**** DOCUMENT SECTION ****
Sunday, January 9, 2011

Sisters Swelling the Ranks

A story on the Nashville Dominicans from NPR.  Some choice excerpts:
...The sisters eat breakfast in silence, sitting side by side at long tables, served by the novices in white habits and veils. Sister Joan of Arc, who's 27, stoops to pour coffee. At 6 feet, 2 inches, the former basketball player for the University of Notre Dame is hard to miss. Sister Joan of Arc, who was born Kelsey Wicks, like the others here adopted a new name when she entered.

She says she worked on refugee issues after college, then received a scholarship to Notre Dame Law School. But her plans shifted when she went on a medical mission trip: In Africa she saw abject physical poverty, but it was nothing compared with the impoverishment she saw when she came home.

"When I came back to the U.S., I saw our true poverty of the heart and of the mind. And I saw the loneliness," she says. "It really made me give my life to the church, so I was more open to the advances of God when he asked, 'Lay down your life!' "

...Catholic bishops beg the Nashville Dominicans to send their young sisters to their parochial schools, and more than 100 of them now teach in 34 schools in 13 states. The sisters are a big hit with the students as well because they don't fit the stereotype.

"You hear stories from your parents about getting spanked with rulers and stuff, and that's not true at all," says Breanne Lampert, one of Clark's sophomores. "But seeing the sisters here compared to other schools — they're so much younger. I don't know, they understand you really well..."

"The young sisters are really inspiring," says Brady Diaz-Barriga, "because you're like, 'Oh, I could never do that. I just love Facebook and my cell phone and my computer too much to give that up!' But you see how much joy your life can be with less and not having all of that."
**** SUPPLIED INFORMATION ****
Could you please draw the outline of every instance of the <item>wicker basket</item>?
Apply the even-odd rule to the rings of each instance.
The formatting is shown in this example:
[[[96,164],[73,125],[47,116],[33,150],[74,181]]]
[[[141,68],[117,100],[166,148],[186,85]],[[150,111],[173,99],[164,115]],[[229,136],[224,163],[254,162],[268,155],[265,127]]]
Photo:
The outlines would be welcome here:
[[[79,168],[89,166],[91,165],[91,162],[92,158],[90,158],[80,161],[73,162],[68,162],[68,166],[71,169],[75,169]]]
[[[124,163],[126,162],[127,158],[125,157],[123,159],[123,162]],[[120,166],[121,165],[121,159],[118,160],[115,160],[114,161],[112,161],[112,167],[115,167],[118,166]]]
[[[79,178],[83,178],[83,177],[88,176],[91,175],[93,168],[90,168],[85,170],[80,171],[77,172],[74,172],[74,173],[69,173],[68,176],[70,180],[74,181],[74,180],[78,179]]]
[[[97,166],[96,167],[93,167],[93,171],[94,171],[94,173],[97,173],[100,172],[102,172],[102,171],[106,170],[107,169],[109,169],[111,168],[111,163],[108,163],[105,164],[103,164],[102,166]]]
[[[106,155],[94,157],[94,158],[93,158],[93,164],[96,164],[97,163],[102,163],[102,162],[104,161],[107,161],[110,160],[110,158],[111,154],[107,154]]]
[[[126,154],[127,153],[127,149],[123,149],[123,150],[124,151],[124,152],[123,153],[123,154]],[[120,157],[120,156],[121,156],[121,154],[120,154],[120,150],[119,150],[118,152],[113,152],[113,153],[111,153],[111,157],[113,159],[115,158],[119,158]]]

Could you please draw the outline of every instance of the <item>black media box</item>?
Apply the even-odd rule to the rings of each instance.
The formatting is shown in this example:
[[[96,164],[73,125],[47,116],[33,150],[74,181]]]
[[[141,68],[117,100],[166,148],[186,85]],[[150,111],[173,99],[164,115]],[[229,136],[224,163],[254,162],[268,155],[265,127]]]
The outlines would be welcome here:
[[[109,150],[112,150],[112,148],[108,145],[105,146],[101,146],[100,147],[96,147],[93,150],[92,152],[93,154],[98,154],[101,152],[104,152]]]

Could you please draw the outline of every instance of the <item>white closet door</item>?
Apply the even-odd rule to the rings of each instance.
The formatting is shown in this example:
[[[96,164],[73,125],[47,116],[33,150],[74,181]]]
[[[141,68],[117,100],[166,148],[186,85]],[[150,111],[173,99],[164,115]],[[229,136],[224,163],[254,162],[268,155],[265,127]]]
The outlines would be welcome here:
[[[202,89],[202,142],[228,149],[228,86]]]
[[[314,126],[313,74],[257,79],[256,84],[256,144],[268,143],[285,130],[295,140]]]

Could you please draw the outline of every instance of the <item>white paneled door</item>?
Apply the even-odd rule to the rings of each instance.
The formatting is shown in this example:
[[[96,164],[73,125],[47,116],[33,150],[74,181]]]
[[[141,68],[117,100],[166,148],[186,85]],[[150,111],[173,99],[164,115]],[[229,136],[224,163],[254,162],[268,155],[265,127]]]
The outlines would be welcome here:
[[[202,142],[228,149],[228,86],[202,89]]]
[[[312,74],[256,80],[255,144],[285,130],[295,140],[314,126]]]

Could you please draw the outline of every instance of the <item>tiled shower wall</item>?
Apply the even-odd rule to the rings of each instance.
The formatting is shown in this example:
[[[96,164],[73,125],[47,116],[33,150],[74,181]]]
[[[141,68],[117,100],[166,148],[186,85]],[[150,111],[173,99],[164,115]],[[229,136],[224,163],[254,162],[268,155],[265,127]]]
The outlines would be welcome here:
****
WORK TASK -
In the post on the Nashville Dominicans, what was Sister Joan of Arc's name before she entered?

FINAL ANSWER -
Kelsey Wicks